(Data listing)
━━━━━━

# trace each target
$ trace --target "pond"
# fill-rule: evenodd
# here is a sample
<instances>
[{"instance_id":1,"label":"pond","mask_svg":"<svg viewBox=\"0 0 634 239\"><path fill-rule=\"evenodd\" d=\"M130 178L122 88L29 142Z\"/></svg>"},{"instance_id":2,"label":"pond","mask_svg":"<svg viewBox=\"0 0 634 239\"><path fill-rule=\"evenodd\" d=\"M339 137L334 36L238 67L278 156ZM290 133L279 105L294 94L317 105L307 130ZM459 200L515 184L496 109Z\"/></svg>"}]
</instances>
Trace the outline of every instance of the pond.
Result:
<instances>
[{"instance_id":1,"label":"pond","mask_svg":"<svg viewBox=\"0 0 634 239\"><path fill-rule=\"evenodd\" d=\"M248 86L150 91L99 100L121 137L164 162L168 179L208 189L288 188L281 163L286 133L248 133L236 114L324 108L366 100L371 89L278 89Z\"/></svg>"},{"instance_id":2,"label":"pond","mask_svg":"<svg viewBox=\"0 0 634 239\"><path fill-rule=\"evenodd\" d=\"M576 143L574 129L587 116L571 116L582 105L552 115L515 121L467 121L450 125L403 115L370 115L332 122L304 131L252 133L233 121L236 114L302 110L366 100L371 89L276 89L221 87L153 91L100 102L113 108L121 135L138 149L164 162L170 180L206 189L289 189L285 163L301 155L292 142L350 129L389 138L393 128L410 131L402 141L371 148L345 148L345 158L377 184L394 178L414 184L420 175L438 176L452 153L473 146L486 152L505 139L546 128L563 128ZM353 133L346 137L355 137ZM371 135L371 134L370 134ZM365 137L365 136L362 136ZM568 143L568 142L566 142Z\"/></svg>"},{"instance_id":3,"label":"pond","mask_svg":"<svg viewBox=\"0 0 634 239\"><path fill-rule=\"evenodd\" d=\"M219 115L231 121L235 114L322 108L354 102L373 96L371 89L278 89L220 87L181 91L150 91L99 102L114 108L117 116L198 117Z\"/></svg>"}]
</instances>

━━━━━━

**WHAT THE TASK REQUIRES**: Please extract each line of the records above that contains the string "target".

**RESPONSE TO THE TASK**:
# trace each target
$ trace --target "pond"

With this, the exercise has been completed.